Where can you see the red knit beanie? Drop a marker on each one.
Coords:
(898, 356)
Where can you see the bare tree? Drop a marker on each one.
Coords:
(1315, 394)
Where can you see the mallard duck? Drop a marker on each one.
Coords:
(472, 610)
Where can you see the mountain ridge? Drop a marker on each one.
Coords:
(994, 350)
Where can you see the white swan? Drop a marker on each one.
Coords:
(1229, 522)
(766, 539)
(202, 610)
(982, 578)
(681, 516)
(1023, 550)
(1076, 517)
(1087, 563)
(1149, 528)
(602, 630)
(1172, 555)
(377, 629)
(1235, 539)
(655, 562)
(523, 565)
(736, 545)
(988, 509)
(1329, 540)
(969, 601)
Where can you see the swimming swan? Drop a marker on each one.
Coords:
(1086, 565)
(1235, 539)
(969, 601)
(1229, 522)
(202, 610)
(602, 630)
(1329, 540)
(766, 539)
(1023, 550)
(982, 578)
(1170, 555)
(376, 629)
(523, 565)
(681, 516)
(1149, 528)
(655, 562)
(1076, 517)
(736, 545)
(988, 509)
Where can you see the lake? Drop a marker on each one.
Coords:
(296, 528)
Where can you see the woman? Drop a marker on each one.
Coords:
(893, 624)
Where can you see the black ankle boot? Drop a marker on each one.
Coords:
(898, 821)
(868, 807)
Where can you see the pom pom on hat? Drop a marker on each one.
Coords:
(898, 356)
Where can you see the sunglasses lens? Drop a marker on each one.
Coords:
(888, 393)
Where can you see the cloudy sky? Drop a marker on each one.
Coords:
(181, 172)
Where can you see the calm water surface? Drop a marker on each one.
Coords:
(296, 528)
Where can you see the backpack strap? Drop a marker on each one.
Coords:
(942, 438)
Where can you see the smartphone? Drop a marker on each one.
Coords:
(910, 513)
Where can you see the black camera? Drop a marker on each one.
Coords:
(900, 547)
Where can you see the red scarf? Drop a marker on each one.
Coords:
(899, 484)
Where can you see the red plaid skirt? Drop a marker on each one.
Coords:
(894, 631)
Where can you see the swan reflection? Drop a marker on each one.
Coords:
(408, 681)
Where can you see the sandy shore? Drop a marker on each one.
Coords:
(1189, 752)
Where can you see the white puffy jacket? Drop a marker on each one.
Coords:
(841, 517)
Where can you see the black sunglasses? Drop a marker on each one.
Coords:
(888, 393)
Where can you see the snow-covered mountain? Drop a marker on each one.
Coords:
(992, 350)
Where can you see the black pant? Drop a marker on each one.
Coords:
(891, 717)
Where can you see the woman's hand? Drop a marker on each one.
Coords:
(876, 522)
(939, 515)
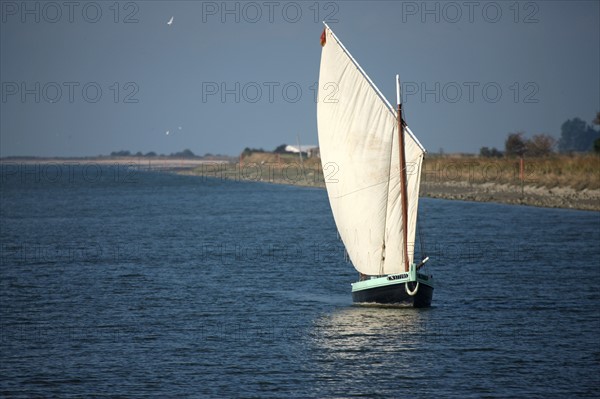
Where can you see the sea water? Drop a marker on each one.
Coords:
(120, 282)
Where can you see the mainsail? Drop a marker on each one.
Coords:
(358, 137)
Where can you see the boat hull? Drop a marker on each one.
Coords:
(395, 293)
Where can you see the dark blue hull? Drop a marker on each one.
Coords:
(396, 294)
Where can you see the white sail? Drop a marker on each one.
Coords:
(358, 138)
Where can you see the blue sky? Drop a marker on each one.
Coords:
(87, 78)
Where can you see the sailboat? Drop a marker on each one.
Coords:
(374, 192)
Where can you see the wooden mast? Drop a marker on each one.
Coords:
(403, 189)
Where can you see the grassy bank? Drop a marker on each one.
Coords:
(558, 181)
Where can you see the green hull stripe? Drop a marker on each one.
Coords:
(391, 280)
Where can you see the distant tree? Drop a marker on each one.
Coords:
(577, 136)
(490, 153)
(540, 145)
(249, 151)
(515, 144)
(280, 149)
(184, 154)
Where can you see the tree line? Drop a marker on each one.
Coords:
(576, 136)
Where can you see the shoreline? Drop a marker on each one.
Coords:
(503, 193)
(312, 176)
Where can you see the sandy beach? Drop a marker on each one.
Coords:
(310, 174)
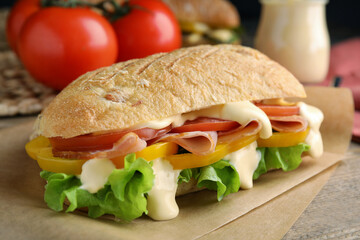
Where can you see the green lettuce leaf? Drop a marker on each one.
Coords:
(285, 158)
(221, 177)
(123, 195)
(186, 174)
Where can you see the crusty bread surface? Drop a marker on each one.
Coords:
(215, 13)
(162, 85)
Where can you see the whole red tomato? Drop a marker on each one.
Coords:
(57, 45)
(150, 27)
(19, 13)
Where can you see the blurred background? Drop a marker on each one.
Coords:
(343, 18)
(21, 95)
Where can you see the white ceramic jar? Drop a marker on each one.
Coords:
(294, 33)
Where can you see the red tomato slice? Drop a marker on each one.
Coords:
(94, 142)
(274, 110)
(206, 124)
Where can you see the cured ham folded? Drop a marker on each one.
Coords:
(197, 142)
(293, 123)
(129, 143)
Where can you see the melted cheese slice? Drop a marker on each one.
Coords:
(161, 202)
(314, 117)
(95, 173)
(245, 160)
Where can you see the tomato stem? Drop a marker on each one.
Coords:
(66, 4)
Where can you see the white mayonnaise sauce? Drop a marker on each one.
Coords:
(161, 202)
(241, 112)
(95, 173)
(314, 117)
(245, 160)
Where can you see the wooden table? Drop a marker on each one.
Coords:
(333, 214)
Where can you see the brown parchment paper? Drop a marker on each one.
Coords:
(24, 215)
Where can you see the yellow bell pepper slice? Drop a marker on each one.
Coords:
(282, 139)
(33, 147)
(48, 162)
(150, 153)
(40, 149)
(189, 160)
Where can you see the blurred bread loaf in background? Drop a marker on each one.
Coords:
(207, 21)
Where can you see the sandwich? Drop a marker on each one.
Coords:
(125, 140)
(207, 21)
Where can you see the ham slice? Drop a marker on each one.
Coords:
(293, 123)
(129, 143)
(249, 129)
(196, 142)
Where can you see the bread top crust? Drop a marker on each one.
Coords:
(215, 13)
(162, 85)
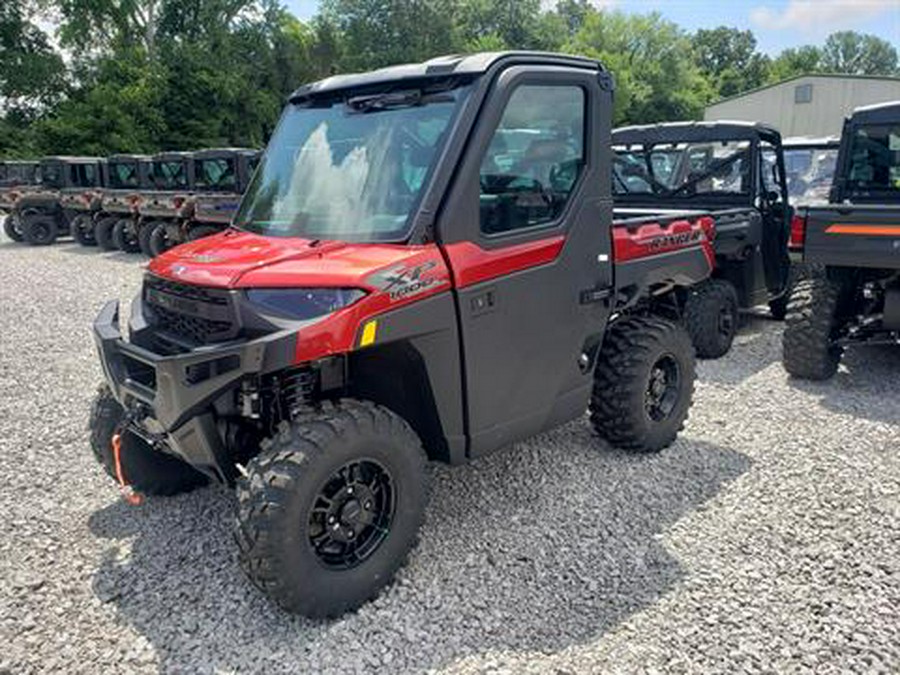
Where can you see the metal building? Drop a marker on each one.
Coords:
(808, 105)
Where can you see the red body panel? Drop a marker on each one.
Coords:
(649, 239)
(392, 275)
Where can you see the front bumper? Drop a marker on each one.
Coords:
(170, 398)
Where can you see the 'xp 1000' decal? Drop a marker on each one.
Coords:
(404, 281)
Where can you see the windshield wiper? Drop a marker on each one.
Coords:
(385, 100)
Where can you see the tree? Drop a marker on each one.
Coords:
(651, 58)
(795, 61)
(376, 33)
(728, 58)
(852, 53)
(31, 72)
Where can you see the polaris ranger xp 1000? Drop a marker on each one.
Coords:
(852, 296)
(399, 285)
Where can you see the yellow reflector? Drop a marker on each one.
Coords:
(368, 334)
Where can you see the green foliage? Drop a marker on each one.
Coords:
(651, 59)
(849, 52)
(148, 75)
(794, 62)
(728, 59)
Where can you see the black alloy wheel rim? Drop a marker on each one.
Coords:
(40, 231)
(663, 387)
(352, 514)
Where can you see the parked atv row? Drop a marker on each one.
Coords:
(131, 203)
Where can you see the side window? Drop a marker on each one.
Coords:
(534, 159)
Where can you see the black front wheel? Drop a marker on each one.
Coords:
(103, 232)
(811, 328)
(12, 228)
(643, 384)
(712, 318)
(124, 237)
(331, 507)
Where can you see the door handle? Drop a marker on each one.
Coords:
(482, 303)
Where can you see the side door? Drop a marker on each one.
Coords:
(526, 231)
(776, 213)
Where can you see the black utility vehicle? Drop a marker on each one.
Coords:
(16, 179)
(167, 202)
(854, 245)
(128, 180)
(724, 168)
(69, 186)
(399, 286)
(809, 165)
(220, 177)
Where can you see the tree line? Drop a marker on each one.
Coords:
(150, 75)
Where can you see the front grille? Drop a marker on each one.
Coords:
(194, 314)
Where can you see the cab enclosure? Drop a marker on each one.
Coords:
(809, 165)
(852, 245)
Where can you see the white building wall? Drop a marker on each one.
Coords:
(833, 98)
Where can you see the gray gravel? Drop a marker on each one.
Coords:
(767, 538)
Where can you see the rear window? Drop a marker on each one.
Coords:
(874, 159)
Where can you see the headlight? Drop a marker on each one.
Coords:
(303, 303)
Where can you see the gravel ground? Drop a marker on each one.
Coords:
(767, 538)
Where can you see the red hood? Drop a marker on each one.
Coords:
(235, 259)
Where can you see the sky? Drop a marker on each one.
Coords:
(777, 24)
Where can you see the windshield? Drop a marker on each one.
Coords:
(52, 174)
(874, 160)
(809, 172)
(168, 174)
(349, 170)
(216, 174)
(682, 170)
(123, 175)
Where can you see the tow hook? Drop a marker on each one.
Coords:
(127, 492)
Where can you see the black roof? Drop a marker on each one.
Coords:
(128, 157)
(692, 132)
(440, 67)
(811, 142)
(72, 159)
(225, 152)
(877, 113)
(170, 155)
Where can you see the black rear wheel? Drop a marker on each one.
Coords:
(810, 329)
(39, 230)
(103, 233)
(12, 228)
(82, 229)
(330, 508)
(200, 231)
(124, 237)
(146, 469)
(144, 232)
(643, 384)
(159, 241)
(712, 318)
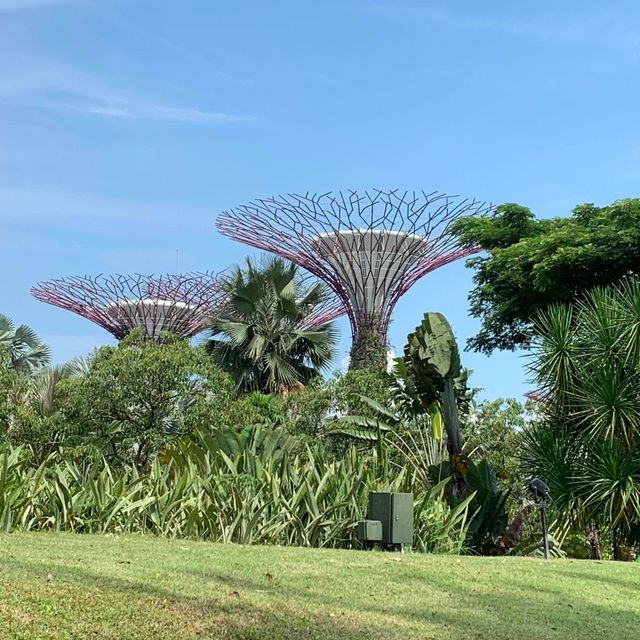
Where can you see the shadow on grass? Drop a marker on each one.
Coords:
(519, 608)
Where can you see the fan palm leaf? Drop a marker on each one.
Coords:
(261, 339)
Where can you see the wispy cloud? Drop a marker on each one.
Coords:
(56, 208)
(36, 81)
(8, 6)
(609, 29)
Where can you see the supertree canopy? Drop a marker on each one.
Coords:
(179, 304)
(369, 247)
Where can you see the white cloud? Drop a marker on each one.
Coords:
(59, 208)
(8, 6)
(30, 80)
(603, 29)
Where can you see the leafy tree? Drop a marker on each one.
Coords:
(43, 419)
(586, 359)
(531, 263)
(492, 432)
(140, 395)
(26, 353)
(263, 339)
(12, 387)
(322, 401)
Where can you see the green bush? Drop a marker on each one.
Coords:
(256, 486)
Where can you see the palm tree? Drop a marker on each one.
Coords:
(268, 338)
(26, 352)
(586, 361)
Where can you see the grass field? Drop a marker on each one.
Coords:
(73, 586)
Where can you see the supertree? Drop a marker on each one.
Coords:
(179, 304)
(369, 247)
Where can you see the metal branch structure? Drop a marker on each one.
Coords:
(370, 247)
(327, 311)
(179, 304)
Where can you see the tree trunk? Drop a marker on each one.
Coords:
(593, 537)
(457, 460)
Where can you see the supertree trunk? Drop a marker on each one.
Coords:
(181, 305)
(369, 348)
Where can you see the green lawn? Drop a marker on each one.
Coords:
(73, 586)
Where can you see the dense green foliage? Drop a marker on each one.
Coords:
(253, 486)
(266, 338)
(531, 263)
(586, 444)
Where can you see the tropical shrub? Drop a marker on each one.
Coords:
(256, 486)
(586, 445)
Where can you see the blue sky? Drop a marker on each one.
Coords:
(127, 125)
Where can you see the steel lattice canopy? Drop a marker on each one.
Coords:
(370, 247)
(179, 304)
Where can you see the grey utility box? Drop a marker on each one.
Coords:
(389, 519)
(370, 530)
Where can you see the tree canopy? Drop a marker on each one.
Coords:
(263, 338)
(530, 263)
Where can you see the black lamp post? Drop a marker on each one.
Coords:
(540, 492)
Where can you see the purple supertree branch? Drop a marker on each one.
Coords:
(369, 247)
(181, 304)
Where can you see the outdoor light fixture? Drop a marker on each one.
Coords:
(540, 492)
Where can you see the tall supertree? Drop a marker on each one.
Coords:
(179, 304)
(369, 247)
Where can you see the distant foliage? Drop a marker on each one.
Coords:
(586, 445)
(250, 487)
(531, 263)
***
__About this exercise__:
Leave out every line above except those from the line with "Where can you see the black lamp" up to and including the line with "Where can you see the tall", and copy those exactly.

__Solution to the exercise__:
Where can you see the black lamp post? Drop a marker on each one.
Coords:
(540, 492)
Where can you see the purple supertree branch? Drop a marker on each one.
Coords:
(369, 247)
(181, 304)
Where can you see the outdoor light fixture? Drop a marker on each one.
Coords:
(540, 492)
Where can you see the tall supertree? Drop a marker on each one.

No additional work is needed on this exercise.